> **Overzicht opdrachten**:
1/ Beantwoord de volgende vragen aan de hand van het geselecteerde fragment over diversiteit in de board.
(a) Hoe groot was het aandeel vrouwen in de board in Amerika in 2014?
(b) Welk Europees land heeft het hoogste percentage, en hoe hoog is dat?
(c) Waarvan is het empirische bewijs voor de tweede claim sterk afhankelijk?
2/ Geef bij elke bewering aan of die klopt met het geselecteerde fragment over diversiteit in de board. Antwoord met ja of nee en citeer de woorden uit het fragment die de doorslag geven.
(a) Het aandeel vrouwen in de board is in Amerika tussen 2004 en 2014 snel gestegen.
(b) Nederland heeft ongeveer hetzelfde percentage als Canada.
(c) Alle onderzoekers vinden een positieve relatie tussen diversiteit en de prestaties van ondernemingen.
══ Geselecteerd fragment ══
Het aandeel vrouwen in de board stijgt maar langzaam, met name in Amerika. Van 16% in 2004 tot 19% in 2014.
Minderheden scoren eveneens laag met een percentage van rond de 15%.
Volledigheidshalve, de auteurs noemen geen percentages buiten Amerika:
In Canada ligt dat iets hoger op 21%, in de Europese landen variëren de percentages tussen de 35% in Noorwegen en 8% in Portugal. Nederland zit op rond de 21%.
De conclusie uit deze cijfers is dat vrouwen en minderheden onder vertegenwoordigd zijn als je rekening houdt met het procentuele aandeel van hen in de beroepsbevolking.

Loont diversiteit?
 De achterliggende vraag is of dat erg is?
De algemene gedachte is dat diversiteit nodig is om alle bevolkingsgroepen gelijke toegang te geven tot leidinggevende posities. Daarnaast kan dat bijdragen een grotere beschikbaarheid van bestuurlijk talent.
De tweede claim is dat diversiteit in de board bijdraagt aan betere prestaties van ondernemingen.
Ik heb er echter al vaker op gewezen dat die laatste gedachte onjuist is.
Ook de auteurs van deze studie hebben alle feiten nog maar eens op een rij gezet.
Het empirische bewijs voor deze redenering is nogal tegenstrijdig en in sterke mate afhankelijk van de gebruikte methodologie voor onderzoek.
Kort gezegd: er zijn wel positieve correlaties tussen de prestaties van ondernemingen en diversiteit, maar andere onderzoekers komen tot het tegendeel of geen enkele significante relatie.
═══
══ Gegevensset ══
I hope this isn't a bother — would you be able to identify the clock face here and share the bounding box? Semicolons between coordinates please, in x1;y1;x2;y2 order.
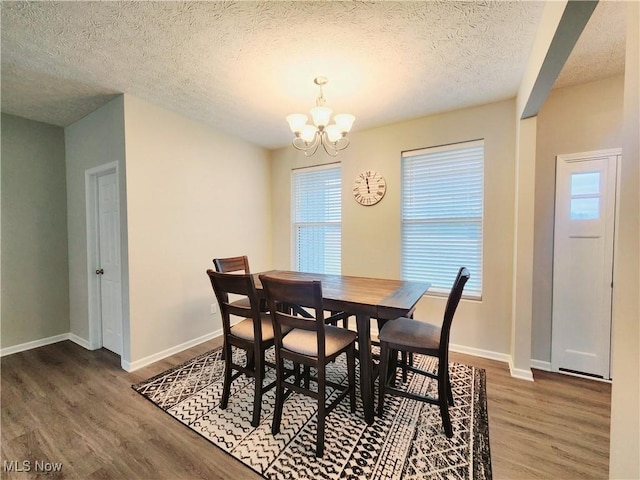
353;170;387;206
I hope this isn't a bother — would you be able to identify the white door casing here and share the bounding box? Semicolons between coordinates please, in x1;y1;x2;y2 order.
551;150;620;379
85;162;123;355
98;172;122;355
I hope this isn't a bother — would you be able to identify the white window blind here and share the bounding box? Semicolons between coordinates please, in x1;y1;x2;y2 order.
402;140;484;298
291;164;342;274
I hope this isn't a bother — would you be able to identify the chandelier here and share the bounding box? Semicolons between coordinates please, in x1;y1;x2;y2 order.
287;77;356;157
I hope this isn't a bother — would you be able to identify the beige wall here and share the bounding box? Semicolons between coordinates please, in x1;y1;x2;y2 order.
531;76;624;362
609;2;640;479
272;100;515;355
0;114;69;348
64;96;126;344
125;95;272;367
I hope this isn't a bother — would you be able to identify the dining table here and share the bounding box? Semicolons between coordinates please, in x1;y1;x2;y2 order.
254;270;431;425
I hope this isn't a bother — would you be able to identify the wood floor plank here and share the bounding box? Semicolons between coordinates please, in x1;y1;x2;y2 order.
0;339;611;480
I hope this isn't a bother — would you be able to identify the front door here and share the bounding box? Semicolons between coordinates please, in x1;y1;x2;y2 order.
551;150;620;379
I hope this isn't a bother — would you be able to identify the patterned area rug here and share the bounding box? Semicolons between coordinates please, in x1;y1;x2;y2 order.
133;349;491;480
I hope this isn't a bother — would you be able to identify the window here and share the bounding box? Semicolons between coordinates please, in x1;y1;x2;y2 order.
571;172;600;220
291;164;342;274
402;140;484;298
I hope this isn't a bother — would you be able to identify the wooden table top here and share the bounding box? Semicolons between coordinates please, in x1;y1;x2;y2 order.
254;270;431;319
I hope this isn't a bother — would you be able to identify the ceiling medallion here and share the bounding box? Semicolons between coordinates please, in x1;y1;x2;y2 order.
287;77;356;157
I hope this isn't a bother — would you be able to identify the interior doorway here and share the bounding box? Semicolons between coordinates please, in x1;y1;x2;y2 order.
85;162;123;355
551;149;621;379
═══
══ Gegevensset ══
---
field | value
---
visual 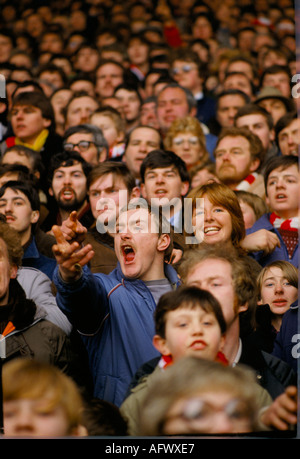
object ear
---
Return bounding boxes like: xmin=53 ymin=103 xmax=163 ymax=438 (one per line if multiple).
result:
═══
> **Antwoorden**:
1/
(a) 19%.
(b) Noorwegen, met 35%.
(c) Van de gebruikte methodologie voor onderzoek.

2/
(a) Nee: "Het aandeel vrouwen in de board stijgt maar langzaam, met name in Amerika."
(b) Ja: "In Canada ligt dat iets hoger op 21%" en "Nederland zit op rond de 21%."
(c) Nee: "maar andere onderzoekers komen tot het tegendeel of geen enkele significante relatie."